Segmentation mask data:
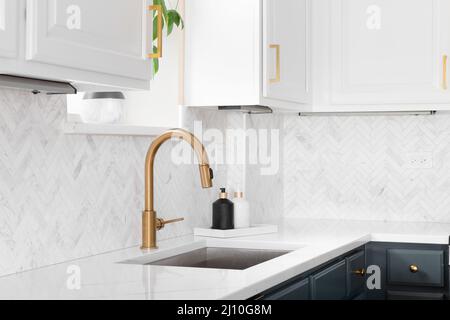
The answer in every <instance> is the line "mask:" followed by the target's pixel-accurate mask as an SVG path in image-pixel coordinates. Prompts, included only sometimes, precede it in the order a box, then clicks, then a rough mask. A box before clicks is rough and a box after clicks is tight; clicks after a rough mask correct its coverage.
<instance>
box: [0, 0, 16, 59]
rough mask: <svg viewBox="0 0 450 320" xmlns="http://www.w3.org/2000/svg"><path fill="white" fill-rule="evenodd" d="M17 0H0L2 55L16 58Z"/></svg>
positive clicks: (1, 52) (10, 57) (3, 57)
mask: <svg viewBox="0 0 450 320" xmlns="http://www.w3.org/2000/svg"><path fill="white" fill-rule="evenodd" d="M17 3H18V2H17V0H0V57H3V58H15V57H16V56H17V51H18V44H17V37H18V21H17V15H18V9H17V7H18V6H17Z"/></svg>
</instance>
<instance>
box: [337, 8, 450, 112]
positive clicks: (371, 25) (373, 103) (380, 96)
mask: <svg viewBox="0 0 450 320" xmlns="http://www.w3.org/2000/svg"><path fill="white" fill-rule="evenodd" d="M446 2H448V1H447V0H332V1H331V8H332V9H331V10H332V12H331V40H330V41H331V52H330V54H331V63H332V67H331V72H332V77H331V78H332V83H331V84H332V89H331V103H333V104H396V103H399V104H411V103H417V104H420V103H430V102H437V103H439V102H445V100H447V102H449V101H448V100H449V99H448V97H446V92H445V90H446V88H445V87H446V85H445V75H446V72H447V71H446V70H445V67H446V64H447V63H446V57H445V55H446V54H449V53H448V52H447V53H445V52H444V47H445V42H446V41H449V40H448V39H447V38H448V34H449V32H448V30H445V26H444V23H448V21H447V20H448V18H447V17H448V16H449V15H450V14H449V13H448V12H449V11H448V7H449V5H448V4H446ZM444 9H447V11H446V12H444ZM441 15H445V16H446V17H441ZM443 36H445V37H447V38H445V37H443Z"/></svg>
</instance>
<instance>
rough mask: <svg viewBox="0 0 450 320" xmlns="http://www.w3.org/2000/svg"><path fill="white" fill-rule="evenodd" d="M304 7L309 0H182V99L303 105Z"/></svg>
mask: <svg viewBox="0 0 450 320" xmlns="http://www.w3.org/2000/svg"><path fill="white" fill-rule="evenodd" d="M309 9H310V8H309V0H241V1H239V4H238V5H234V4H232V3H230V2H229V1H227V0H214V1H211V0H189V1H186V19H185V21H186V62H185V65H186V66H185V101H184V104H185V105H187V106H194V107H203V106H236V105H237V106H245V105H264V106H270V107H272V108H290V109H297V110H298V109H300V108H302V107H303V105H302V104H303V103H306V102H307V101H308V99H309V44H308V41H309V38H310V37H309V32H310V28H309Z"/></svg>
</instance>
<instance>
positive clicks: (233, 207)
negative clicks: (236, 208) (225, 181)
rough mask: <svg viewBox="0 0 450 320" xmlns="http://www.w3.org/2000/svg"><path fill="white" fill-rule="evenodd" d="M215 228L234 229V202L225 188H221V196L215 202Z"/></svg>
mask: <svg viewBox="0 0 450 320" xmlns="http://www.w3.org/2000/svg"><path fill="white" fill-rule="evenodd" d="M212 228H213V229H218V230H230V229H234V204H233V202H231V201H230V200H228V194H227V192H226V190H225V188H221V189H220V198H219V199H218V200H217V201H216V202H214V203H213V225H212Z"/></svg>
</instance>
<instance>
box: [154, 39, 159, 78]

EXERCISE BRIEF » How many lines in the data above contain the string "clicks", matching case? Reply with the number only.

ANSWER TO THE PROBLEM » 5